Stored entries
------------------------------------------------
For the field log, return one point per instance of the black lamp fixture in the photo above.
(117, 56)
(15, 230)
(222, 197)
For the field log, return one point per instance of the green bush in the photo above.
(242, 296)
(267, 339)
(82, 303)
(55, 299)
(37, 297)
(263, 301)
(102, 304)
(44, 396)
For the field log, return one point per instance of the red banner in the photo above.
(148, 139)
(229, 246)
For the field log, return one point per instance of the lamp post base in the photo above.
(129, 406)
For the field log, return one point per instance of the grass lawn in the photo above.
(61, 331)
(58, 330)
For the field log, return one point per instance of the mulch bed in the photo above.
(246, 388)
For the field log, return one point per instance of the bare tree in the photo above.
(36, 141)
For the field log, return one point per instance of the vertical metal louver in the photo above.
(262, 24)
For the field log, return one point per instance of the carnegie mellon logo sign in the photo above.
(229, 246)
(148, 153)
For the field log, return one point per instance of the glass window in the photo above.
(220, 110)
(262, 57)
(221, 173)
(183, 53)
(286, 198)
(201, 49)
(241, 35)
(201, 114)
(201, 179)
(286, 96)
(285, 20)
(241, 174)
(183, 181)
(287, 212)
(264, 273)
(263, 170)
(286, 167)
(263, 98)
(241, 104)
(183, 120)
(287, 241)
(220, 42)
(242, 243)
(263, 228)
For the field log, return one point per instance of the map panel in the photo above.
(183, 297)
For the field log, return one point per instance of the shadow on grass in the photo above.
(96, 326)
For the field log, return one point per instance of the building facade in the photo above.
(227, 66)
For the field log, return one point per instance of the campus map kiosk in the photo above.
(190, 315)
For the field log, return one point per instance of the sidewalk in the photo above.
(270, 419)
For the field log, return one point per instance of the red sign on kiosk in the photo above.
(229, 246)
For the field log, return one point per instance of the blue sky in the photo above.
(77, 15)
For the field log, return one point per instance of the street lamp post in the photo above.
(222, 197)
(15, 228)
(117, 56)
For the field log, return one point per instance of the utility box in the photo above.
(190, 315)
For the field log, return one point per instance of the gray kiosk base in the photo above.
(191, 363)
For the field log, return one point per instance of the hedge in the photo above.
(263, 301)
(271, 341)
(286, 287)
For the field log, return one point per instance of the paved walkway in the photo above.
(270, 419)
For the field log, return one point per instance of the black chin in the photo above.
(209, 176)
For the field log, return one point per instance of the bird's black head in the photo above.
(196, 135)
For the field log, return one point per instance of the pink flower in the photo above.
------------------------------------------------
EXERCISE REQUIREMENTS:
Set down, exactly and in full, the lines from the one containing "box in the photo above." through the end of the entries; no other line belongs.

ANSWER FOR THE TASK:
For the field log, return one point per instance of the utility box in the photo above.
(190, 315)
For the field log, return one point per instance of the gray kiosk base in the photo above.
(191, 363)
For the field log, return one point per instance of the hedge in the photo above.
(263, 301)
(271, 341)
(286, 287)
For the field log, return one point per instance of the paved walkway in the photo above.
(270, 419)
For the field log, return one point per instance of the black chin in the photo above.
(209, 176)
For the field log, return one point per instance of the bird's black head in the photo above.
(196, 135)
For the field log, return one point per instance of the pink flower in the photo above.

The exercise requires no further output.